··· Texte présenté

Sur quoi pourrait se focaliser l’attention en quête d’émerveillement, pourtant si associé au monde aquatique ? Pierre Sauvageot le regrette : « Dans les piscines, tout est moche », et de reconnaître que pour alimenter la banque de sons de son concert sous l’eau, même s’il a pensé diffuser la radio (Radio Grenouille aurait été pertinente), il a finalement opté pour des sons d’eau libre, de mer, de rivières, des chants de baleines et de mérous. Comme si, finalement, la piscine n’était toujours qu’un pis-aller, terne et confuse reconstitution de la grande bleue.

Eaux libres

Abandonner autant que possible les piscines pour renouer avec la mer, c’est l’option de l’association marseillaise « Libres Nageurs », qui promeut la nage en eaux libres comme « un phénomène international de société [dont] l’engouement à Marseille est accentué par l’état et les horaires des piscines municipales. » Outre qu’ils réclament un couloir d’accès sécurisé à la nage (excluant tout passage de scooter des mers ou de bateaux) à la digue des Catalans, qui deviendrait ainsi une sorte de point de rendez-vous sur les rochers particulièrement romantique, les Libres Nageurs rêvent d’une piscine idéale qui combinerait lignes de nage, eau salée en plein air et quelques poissons à regarder pendant qu’on fait ses longueurs : et pour ce faire, ils réclament l’aménagement du bassin jouxtant le Mucem en piscine proprement dite. Chacun sait que l’été, bien que ce soit formellement interdit puisque, administrativement, ce bassin fait partie du Vieux-Port et est donc réservé aux bateaux, les minots n’hésitent pas à se jeter à l’eau depuis les pierres plates ou le bord du J4, voire, pour les plus inconscients du danger, depuis la passerelle du Mucem. Dans ce lieu emblématique où nombre de Marseillais ont des souvenirs d’enfance, où les badauds se pressent chaque soir au bout de la jetée pour admirer le coucher de soleil sur le Frioul, où les vendeurs de thé avec leurs carioles illustrées régalent les habitués, les animaux de cirque ont été récemment bannis mais on continue à voir se monter des chapiteaux éphémères. L’idée d’y aménager un bassin aux normes et correctement surveillé a rencontré l’enthousiasme des Marseillais-es sur les réseaux sociaux, même s’il s’en trouve toujours pour préférer les plaisirs interdits de se baigner sans autorisation, et renvoyer les « libres nageurs » voir un peu plus loin, puisqu’une piscine en pleine mer, privée et apparemment assez chic, est annoncée à l’horizon 2024 dans le projet de requalification du hangar J1 par le groupe Vinci.

······
··· Données fournies

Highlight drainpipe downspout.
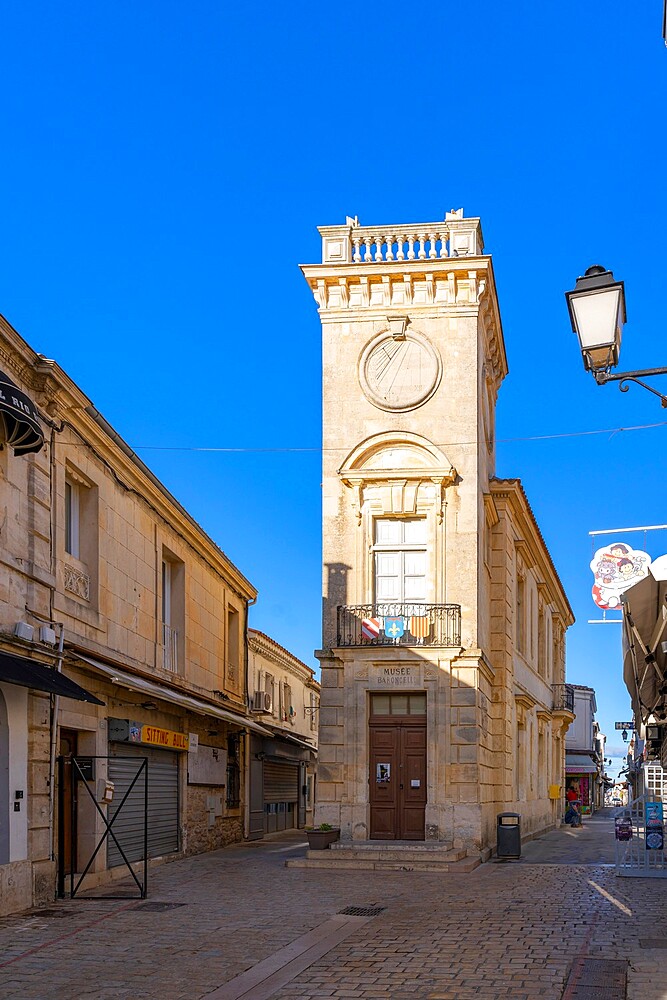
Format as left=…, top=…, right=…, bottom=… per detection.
left=49, top=622, right=65, bottom=861
left=243, top=597, right=257, bottom=840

······

D'après le texte présenté, quel bassin l'association « Libres Nageurs » demande-t-elle d'aménager en piscine ?

Réponse
Le bassin jouxtant le Mucem.